--- EXERCISE OBJECTIVE ---
Reproduce, exactly and in full, only the lines below from the one containing "Place one marker on each instance of the white" through the one containing "Place one marker on each instance of the asphalt".

Entries taken from a collection:
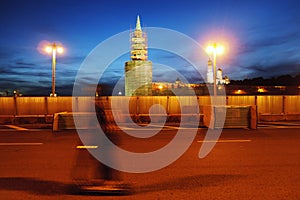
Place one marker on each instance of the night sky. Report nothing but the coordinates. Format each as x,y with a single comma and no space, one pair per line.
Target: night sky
262,38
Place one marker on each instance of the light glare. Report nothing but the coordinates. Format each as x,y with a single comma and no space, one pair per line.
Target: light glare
60,49
48,49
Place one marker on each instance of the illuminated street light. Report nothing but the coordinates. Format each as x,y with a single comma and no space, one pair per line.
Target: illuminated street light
53,48
215,49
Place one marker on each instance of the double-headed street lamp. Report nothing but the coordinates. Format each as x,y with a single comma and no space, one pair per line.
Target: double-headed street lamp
54,48
215,49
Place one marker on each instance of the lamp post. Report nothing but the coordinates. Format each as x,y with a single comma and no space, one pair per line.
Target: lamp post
53,48
215,49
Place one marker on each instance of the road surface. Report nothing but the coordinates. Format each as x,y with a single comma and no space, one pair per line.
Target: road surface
244,164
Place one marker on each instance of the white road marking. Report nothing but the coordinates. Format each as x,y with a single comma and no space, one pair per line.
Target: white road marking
224,141
21,144
17,127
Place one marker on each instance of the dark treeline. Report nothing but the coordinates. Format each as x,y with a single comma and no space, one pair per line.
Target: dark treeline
283,80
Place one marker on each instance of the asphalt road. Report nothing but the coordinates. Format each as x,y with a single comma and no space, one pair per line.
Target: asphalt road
244,164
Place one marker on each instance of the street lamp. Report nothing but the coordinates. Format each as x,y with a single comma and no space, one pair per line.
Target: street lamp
53,48
215,49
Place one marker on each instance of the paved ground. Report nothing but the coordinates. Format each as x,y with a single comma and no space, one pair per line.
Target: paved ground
245,164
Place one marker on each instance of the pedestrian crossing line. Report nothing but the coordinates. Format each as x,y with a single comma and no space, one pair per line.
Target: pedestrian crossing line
17,127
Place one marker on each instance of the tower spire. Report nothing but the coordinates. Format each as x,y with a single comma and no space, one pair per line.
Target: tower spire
138,24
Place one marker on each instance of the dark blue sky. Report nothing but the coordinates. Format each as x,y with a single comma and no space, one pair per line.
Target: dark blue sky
262,38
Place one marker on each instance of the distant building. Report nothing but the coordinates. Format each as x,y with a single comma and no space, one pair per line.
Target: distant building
219,76
210,74
138,71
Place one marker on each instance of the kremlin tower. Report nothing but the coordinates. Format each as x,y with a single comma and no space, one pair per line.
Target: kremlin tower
210,74
138,71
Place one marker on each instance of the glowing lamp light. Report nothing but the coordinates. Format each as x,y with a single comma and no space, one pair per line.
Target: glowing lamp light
48,49
60,50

--- COMPLETED EXERCISE ---
Place one marker on each instance of the white road marking. Report nothing but the coordinates. Format each as x,y with a single comma and no space, one pair per line.
Target: white road marking
224,141
21,144
17,127
Place one marker on each instance of the dark treeline. Report nothing but the coordinates. Format each as x,y with a single comma and no space, one pair per line.
Target: dark treeline
283,80
Place one marker on each instance of the asphalt road. Report nothing but the coordinates. Format each as x,y with a single comma and no space, one pair per line.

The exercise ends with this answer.